**Problem statement**: Exactly the lines from the one containing "gravel ground, imagine" through the final line of the listing are to be retyped, and nothing more.
***** Information provided
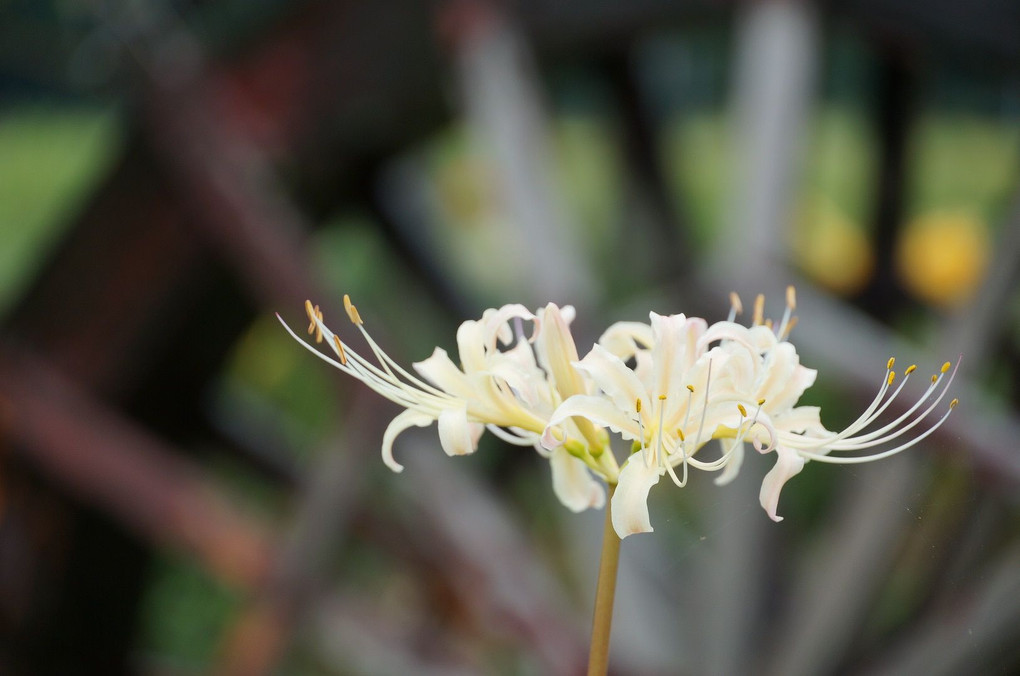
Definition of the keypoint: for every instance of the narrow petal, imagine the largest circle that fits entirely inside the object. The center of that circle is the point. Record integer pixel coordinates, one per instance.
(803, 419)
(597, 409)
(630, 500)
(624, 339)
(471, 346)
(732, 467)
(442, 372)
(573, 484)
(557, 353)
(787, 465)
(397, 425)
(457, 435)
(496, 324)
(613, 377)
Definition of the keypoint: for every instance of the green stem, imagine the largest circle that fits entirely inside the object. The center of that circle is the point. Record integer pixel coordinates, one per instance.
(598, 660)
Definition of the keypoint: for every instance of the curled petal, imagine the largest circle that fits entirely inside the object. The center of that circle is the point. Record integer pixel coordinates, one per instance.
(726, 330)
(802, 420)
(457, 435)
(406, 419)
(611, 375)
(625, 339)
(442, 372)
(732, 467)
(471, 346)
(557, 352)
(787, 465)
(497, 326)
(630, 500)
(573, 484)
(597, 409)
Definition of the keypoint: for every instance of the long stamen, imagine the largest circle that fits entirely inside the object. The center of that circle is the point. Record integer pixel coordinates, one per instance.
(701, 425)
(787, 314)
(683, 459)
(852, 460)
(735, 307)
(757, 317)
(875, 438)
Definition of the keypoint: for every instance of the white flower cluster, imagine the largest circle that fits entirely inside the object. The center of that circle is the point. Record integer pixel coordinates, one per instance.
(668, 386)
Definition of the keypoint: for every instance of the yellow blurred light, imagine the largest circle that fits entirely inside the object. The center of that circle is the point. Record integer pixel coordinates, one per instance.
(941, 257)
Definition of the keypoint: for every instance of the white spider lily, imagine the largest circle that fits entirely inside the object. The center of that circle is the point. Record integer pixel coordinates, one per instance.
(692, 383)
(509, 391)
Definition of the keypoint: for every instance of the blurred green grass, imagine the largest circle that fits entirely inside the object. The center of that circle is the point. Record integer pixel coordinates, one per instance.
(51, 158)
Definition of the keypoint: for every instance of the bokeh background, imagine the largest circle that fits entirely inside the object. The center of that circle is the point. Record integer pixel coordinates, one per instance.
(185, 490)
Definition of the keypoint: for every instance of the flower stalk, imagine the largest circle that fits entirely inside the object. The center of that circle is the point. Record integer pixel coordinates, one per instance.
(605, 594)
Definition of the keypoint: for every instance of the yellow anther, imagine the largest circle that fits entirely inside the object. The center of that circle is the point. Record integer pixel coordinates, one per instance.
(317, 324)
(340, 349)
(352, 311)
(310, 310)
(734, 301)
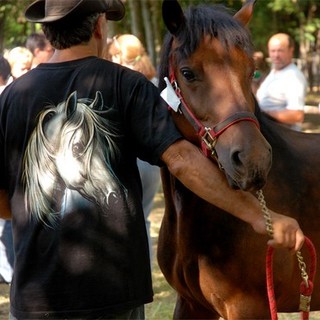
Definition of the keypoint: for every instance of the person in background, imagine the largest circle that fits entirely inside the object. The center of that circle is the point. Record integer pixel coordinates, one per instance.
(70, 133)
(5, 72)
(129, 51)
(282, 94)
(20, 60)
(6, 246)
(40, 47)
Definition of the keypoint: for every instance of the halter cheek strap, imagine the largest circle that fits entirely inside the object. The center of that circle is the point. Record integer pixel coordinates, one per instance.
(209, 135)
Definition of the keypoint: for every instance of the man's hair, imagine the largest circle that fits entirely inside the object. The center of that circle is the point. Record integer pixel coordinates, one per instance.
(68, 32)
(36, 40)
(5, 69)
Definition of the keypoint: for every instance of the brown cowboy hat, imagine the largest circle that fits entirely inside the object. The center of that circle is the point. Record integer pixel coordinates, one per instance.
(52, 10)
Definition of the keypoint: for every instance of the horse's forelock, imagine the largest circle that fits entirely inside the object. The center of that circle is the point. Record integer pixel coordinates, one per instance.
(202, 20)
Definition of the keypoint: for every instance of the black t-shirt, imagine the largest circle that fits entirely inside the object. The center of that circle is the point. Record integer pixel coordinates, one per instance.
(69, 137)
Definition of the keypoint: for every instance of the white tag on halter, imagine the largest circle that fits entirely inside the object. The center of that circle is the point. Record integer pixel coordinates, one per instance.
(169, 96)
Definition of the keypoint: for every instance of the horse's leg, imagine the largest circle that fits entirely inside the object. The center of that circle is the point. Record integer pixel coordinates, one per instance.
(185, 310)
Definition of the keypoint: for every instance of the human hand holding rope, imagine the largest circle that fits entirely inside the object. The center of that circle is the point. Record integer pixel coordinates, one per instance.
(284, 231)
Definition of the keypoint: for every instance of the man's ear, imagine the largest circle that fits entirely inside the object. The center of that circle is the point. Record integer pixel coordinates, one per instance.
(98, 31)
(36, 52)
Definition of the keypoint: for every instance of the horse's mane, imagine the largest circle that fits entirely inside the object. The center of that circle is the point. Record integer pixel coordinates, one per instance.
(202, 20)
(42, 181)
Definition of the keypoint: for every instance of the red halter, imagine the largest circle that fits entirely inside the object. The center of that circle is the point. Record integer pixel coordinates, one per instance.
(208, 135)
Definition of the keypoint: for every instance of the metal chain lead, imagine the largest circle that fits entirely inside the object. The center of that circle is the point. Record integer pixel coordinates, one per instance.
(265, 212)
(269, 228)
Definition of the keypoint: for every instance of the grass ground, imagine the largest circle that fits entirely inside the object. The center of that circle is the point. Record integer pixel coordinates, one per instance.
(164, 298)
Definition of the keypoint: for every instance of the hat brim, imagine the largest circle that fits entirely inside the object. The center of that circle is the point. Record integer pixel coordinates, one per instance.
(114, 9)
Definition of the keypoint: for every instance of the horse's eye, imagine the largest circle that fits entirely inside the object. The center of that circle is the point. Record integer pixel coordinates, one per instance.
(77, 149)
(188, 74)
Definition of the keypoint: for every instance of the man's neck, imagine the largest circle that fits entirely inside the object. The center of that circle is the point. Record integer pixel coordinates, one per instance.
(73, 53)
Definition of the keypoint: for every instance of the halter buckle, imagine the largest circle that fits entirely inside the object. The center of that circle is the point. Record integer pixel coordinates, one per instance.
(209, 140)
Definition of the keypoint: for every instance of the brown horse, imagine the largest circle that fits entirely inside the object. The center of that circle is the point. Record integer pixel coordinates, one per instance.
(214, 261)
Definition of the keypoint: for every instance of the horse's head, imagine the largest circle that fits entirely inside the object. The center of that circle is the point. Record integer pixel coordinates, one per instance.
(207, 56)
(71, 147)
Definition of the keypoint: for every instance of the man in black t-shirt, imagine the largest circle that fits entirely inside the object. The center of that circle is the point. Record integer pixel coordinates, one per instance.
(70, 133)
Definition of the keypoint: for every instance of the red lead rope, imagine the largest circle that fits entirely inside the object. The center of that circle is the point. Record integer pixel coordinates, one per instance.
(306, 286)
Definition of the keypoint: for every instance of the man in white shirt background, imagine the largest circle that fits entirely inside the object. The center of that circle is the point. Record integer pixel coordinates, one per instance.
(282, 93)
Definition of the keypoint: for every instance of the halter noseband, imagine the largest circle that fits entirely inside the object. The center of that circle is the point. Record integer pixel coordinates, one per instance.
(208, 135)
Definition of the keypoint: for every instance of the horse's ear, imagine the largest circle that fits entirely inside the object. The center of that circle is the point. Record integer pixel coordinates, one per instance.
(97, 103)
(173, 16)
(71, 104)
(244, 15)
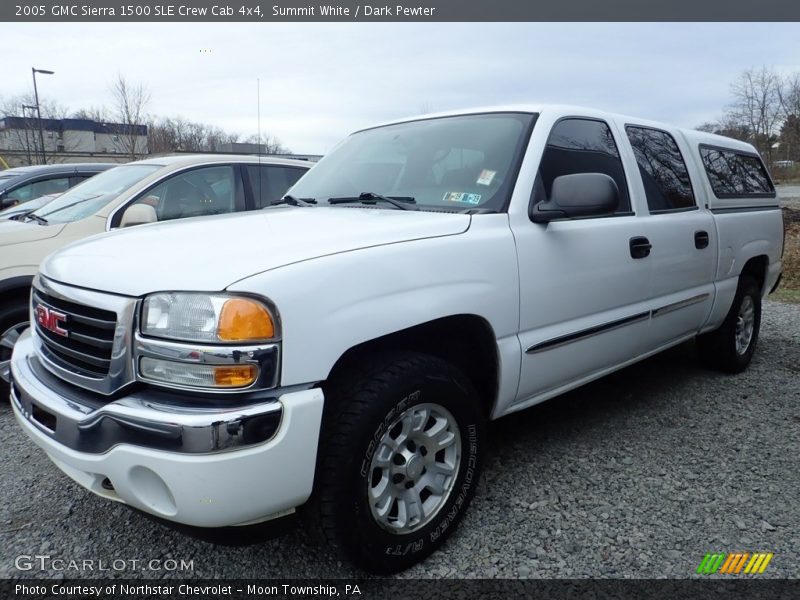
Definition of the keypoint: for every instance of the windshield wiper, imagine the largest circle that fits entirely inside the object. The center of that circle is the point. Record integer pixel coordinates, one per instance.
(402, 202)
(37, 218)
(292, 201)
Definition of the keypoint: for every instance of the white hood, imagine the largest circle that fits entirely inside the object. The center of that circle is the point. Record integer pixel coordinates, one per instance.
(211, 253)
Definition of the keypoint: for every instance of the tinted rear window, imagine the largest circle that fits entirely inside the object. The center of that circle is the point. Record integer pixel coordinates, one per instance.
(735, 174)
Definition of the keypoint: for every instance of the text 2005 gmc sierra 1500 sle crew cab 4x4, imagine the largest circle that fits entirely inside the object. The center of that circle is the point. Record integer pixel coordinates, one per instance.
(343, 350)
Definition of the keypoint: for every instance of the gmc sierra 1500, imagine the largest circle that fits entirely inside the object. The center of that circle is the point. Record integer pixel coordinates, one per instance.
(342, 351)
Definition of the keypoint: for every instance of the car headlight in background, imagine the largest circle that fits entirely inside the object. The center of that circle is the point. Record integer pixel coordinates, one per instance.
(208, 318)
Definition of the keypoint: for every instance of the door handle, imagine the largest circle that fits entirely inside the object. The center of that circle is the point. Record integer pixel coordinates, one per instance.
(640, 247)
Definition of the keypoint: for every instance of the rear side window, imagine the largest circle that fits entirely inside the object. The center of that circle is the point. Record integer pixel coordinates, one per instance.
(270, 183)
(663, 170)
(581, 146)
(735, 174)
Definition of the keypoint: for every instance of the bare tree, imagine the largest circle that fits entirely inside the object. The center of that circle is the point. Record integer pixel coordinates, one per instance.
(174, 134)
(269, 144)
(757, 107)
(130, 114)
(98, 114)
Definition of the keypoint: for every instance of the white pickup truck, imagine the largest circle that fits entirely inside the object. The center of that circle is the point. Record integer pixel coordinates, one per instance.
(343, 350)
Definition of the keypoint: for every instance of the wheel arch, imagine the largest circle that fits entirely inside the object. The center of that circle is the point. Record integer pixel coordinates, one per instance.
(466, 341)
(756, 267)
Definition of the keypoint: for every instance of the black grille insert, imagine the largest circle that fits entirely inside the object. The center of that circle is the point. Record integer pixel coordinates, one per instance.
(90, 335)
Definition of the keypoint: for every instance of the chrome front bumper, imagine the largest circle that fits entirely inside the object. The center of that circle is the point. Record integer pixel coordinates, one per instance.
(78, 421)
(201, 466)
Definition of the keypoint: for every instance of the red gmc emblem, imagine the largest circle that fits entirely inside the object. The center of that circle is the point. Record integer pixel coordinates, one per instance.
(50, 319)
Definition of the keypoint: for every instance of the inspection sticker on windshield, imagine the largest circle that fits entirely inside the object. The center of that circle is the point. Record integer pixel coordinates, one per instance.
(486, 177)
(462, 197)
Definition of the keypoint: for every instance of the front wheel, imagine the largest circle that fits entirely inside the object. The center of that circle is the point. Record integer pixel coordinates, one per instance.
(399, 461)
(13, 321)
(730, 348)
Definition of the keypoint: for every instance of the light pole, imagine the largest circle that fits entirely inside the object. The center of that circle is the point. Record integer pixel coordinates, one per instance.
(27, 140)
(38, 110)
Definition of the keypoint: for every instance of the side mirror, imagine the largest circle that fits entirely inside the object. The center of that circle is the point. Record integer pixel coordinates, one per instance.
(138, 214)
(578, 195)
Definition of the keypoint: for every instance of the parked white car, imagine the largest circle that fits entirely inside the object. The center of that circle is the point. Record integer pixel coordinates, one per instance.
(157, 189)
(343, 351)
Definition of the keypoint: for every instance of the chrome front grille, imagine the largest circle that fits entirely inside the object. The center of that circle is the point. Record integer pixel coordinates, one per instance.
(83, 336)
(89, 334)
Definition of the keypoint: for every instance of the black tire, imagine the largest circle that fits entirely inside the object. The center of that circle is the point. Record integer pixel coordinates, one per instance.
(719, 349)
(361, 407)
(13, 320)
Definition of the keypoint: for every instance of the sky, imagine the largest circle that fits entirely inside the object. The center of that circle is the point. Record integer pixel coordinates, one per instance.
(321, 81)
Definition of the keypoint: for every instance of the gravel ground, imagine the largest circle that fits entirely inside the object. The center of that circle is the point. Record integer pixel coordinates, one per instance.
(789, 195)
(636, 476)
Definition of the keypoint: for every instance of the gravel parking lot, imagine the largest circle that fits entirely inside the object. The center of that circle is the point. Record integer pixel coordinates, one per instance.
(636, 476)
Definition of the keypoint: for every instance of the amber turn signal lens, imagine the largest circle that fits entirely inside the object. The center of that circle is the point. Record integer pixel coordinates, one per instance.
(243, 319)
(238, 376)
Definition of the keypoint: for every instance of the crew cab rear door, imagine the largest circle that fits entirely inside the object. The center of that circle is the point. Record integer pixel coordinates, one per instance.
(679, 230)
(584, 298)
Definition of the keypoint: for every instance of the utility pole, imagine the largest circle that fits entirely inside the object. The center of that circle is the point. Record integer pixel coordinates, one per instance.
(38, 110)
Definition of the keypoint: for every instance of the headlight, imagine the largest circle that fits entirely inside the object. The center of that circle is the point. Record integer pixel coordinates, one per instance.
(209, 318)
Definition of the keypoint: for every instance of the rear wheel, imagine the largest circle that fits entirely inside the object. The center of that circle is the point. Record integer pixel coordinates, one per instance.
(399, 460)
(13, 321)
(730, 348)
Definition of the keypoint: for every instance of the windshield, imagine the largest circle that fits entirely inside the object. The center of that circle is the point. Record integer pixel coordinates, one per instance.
**********
**Final result**:
Definition of the keypoint: for every instance of the gravel ground, imagine the largest circle that fits entirely inside the object. The center of that circle is the point. Record integer pixel coordinates, one per instance.
(789, 195)
(636, 476)
Definition of the keypoint: for every instance of the gravel parking lot, imagine the largest circle that fits entirely inside the object. The center of that circle is the point. Record integer pixel coordinates, one per instance.
(636, 476)
Definition of the keypoint: for every instance of the amber turn signal lens, imagine the largest circle that fits entirely inside the object. The center of that circle is the point. Record integer pixel coordinates, one per instance.
(243, 319)
(238, 376)
Definition of the keypoint: for every instance of the crew cab rear door, imagine the largest circle that fits entirely inside the object. The center of that circle is the point. Record integer pixel coordinates, one per instance.
(679, 230)
(584, 298)
Definition of the keypoint: for every instance of the utility pole, imagine the largest circle that fits entirely inside the object. The center of that circle is the point. Record integer pixel coordinates, one per instance.
(38, 110)
Definition of the keypoint: for every instance of the headlight, imagine the largest circle that fits entirely inside the object. The center of that circle is the point. Record integer pixel coordinates, one per instance.
(209, 318)
Definition of the keypoint: for every instance of the rear wheel, imagine the largest circle that fits entirely inside the object. The center of that circle is the point. Record integer pixel coordinates, one per instance.
(399, 460)
(13, 321)
(730, 348)
Definition of the keypoint: for every instance of the windshield, imagine the largest circle that fits entirely inside the object. The center of that circle is the point. Record integer pixel coordinates, one per instance.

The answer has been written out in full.